* [RECORDS SUPPLIED]

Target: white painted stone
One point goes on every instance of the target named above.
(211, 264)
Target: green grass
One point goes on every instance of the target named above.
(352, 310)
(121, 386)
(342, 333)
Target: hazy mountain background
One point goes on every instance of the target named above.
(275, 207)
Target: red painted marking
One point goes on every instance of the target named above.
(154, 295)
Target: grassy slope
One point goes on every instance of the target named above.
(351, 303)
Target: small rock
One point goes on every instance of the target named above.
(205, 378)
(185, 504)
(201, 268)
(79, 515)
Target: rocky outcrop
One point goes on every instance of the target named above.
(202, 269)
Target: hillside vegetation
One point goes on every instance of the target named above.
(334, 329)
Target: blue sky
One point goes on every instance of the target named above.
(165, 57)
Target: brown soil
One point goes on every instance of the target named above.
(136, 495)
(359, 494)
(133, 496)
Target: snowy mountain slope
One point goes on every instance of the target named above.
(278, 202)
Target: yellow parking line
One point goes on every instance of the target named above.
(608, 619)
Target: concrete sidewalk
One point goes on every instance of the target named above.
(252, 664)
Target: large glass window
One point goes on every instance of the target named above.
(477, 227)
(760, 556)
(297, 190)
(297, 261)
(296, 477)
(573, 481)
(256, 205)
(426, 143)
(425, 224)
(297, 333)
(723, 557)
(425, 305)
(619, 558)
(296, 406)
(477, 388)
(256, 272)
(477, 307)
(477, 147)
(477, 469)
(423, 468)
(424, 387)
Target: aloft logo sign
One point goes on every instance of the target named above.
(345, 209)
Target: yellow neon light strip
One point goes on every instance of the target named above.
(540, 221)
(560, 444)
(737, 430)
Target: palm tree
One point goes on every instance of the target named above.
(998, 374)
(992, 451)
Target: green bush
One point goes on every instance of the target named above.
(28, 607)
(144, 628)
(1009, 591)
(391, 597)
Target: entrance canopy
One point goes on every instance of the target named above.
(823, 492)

* [YOUR INSTRUCTIONS] Restate each record above word for word.

* [SOLUTION TO THE EXERCISE]
Target: white painted stone
One point goes on every instance of the target named above.
(211, 264)
Target: green grass
One point goes on every instance of the target named above.
(352, 310)
(121, 386)
(342, 333)
Target: hazy mountain background
One point goes on every instance of the target named above.
(275, 207)
Target: red painted marking
One point goes on every instance of the target named above.
(154, 295)
Target: grassy slope
One point goes on every instance of the target named above.
(351, 303)
Target: small rock
One point goes on every instance of the target named above.
(205, 378)
(185, 504)
(201, 268)
(79, 515)
Target: rocky outcrop
One point goes on every instance of the target named above.
(202, 269)
Target: hillside vegetation
One point goes on every instance of the target named above.
(334, 329)
Target: blue sky
One point goes on every instance of the target named above.
(165, 57)
Target: brown soil
One point goes on every instance of the target named above.
(136, 495)
(359, 494)
(133, 496)
Target: snowy mountain slope
One point goes on every instance of the target named above.
(278, 202)
Target: yellow parking line
One point goes on every instance of the target named above.
(608, 619)
Target: concrete sidewalk
One point goes on every instance of the target named above.
(252, 664)
Target: large glass window
One point goes on every instance of the target named above.
(477, 227)
(760, 556)
(297, 190)
(297, 261)
(296, 477)
(573, 481)
(256, 205)
(426, 143)
(425, 224)
(297, 333)
(723, 557)
(425, 305)
(619, 558)
(296, 406)
(477, 388)
(256, 272)
(477, 307)
(477, 147)
(477, 469)
(423, 468)
(424, 387)
Target: aloft logo sign
One point goes on every instance of the target named above.
(345, 209)
Target: yellow neon light strip
One point goes on every instance of the target named above.
(540, 221)
(560, 444)
(737, 430)
Target: palm tree
One point goes on every instance of the target named above.
(998, 374)
(992, 451)
Target: green bush
One point goes on every instance of the target named above.
(28, 607)
(144, 628)
(1009, 591)
(391, 597)
Target: entrance canopy
One point goes on every instance of the target named above.
(823, 492)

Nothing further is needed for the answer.